Ein Gewitter in den Bergen kann tödlich enden, das musste Bauer Domènec am eigenen Leib erfahren – doch für die Hinterbliebenen geht das Leben weiter, mal beschwerlich, mal besinnlich und oft auch gelöst und heiter. Die Natur fordert von jedem ihren Tribut, darüber können die Berge, die Wolken, der Wind und die Tiere ein Lied singen – und die Verstorbenen und die Geister des Waldes erzählen dazu ihre magischen Geschichten.

Ein verwirrendes Kaleidoskop mystischer Begebenheiten und rätselhafter Rückblicke macht den Leser in vielen kurzen Kapiteln mit der Familie und den Freunden des toten Domènec bekannt. Sie alle leben in einem kleinen Dorf in den Pyrenäen, nahe der französischen Grenze, wo das Leben beschwerlich ist und die Natur noch die Vorherrschaft hat. Oft schweifen die Gedanken ab, berichten von Hexenverbrennung im 17. Jhdt., vom spanischen Bürgerkrieg oder gar in einer Bildergeschichte von der Entstehung der Pyrenäen.

::::

Deine Aufgabe —
Gib den Auszug zwischen "Ein Gewitter in" und "ihre magischen Geschichten." einschließlich wieder und benenne darin "Gewitter" in "Unwetter" um. Die Daten stammen aus einer anderen Quelle als der Auszug.

::::

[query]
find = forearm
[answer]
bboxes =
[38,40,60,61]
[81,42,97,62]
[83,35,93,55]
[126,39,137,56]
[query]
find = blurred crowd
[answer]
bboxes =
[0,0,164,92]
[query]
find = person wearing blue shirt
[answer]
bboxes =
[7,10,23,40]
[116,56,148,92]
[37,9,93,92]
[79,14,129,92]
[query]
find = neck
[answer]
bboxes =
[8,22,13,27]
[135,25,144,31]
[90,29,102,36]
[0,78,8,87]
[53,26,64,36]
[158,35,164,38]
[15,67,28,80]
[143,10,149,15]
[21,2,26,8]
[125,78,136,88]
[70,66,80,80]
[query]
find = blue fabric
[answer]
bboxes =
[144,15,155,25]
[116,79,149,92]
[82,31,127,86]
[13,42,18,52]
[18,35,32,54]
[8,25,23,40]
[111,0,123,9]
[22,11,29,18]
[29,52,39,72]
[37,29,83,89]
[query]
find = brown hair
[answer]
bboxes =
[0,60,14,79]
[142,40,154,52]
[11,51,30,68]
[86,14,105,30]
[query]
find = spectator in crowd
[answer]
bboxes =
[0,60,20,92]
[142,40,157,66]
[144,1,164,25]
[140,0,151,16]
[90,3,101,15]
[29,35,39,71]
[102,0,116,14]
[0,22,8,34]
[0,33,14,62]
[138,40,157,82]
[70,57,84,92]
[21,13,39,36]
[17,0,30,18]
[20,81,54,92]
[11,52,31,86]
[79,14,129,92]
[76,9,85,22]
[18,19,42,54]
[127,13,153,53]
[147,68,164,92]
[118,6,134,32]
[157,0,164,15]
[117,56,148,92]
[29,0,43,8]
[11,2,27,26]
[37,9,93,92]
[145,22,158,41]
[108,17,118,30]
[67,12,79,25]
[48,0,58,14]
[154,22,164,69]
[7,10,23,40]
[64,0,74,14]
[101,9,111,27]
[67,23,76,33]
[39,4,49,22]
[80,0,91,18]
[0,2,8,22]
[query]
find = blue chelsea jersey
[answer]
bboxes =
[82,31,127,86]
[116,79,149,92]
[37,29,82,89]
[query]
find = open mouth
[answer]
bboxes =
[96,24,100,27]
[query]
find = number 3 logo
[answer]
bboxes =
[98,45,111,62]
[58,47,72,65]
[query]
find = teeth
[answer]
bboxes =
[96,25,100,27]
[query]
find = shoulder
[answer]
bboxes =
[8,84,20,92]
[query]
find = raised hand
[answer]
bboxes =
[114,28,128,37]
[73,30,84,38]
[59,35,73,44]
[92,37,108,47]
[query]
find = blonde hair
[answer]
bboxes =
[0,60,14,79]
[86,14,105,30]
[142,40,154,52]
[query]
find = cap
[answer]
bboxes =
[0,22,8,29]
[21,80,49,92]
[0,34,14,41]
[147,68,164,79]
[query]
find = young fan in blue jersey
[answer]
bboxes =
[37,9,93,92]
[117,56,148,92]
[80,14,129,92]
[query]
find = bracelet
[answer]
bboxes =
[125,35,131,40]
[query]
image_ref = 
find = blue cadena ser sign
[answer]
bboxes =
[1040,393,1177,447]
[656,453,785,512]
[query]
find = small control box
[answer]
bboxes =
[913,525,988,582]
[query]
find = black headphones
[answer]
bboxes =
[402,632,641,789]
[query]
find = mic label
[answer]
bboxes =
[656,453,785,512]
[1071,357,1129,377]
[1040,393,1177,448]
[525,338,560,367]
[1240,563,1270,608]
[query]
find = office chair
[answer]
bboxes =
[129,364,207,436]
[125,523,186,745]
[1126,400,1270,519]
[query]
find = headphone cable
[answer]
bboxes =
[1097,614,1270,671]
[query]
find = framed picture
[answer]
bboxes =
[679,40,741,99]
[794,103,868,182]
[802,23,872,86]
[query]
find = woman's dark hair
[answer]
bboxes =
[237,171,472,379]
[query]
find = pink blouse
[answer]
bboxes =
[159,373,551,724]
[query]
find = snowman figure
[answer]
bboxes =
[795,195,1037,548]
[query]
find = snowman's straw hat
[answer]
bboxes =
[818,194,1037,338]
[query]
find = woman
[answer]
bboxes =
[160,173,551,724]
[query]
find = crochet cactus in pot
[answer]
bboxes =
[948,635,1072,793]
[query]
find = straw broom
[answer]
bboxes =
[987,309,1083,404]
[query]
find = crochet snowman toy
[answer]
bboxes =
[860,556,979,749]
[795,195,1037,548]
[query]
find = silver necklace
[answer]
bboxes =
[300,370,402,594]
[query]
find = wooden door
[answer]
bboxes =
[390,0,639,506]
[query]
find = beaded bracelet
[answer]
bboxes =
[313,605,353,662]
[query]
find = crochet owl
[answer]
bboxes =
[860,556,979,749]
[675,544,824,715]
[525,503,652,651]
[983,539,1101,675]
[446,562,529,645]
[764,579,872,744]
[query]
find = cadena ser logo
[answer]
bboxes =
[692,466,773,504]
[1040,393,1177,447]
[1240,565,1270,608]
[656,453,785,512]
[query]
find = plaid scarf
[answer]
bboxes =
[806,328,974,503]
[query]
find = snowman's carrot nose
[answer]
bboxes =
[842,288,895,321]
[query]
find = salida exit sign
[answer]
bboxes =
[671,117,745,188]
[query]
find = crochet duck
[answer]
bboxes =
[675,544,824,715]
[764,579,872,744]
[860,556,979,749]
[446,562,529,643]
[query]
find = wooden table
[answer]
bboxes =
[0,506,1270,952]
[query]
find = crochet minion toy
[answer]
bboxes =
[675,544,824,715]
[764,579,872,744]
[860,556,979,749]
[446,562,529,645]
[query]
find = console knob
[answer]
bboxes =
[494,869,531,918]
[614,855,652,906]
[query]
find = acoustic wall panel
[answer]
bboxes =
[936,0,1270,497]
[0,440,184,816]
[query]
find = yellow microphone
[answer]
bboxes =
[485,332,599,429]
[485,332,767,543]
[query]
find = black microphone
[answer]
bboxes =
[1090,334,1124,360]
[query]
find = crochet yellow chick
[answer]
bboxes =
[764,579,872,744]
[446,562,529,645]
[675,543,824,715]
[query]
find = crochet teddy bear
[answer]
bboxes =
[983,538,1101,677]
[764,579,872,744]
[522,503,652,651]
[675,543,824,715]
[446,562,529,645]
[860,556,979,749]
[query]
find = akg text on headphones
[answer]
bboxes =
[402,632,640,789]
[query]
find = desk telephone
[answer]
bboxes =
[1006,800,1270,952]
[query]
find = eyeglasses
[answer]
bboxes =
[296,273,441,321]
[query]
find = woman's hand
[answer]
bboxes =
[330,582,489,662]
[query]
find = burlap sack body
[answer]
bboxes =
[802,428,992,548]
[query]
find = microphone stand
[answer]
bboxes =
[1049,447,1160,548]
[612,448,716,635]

::::

Antwort —
Ein Unwetter in den Bergen kann tödlich enden, das musste Bauer Domènec am eigenen Leib erfahren – doch für die Hinterbliebenen geht das Leben weiter, mal beschwerlich, mal besinnlich und oft auch gelöst und heiter. Die Natur fordert von jedem ihren Tribut, darüber können die Berge, die Wolken, der Wind und die Tiere ein Lied singen – und die Verstorbenen und die Geister des Waldes erzählen dazu ihre magischen Geschichten.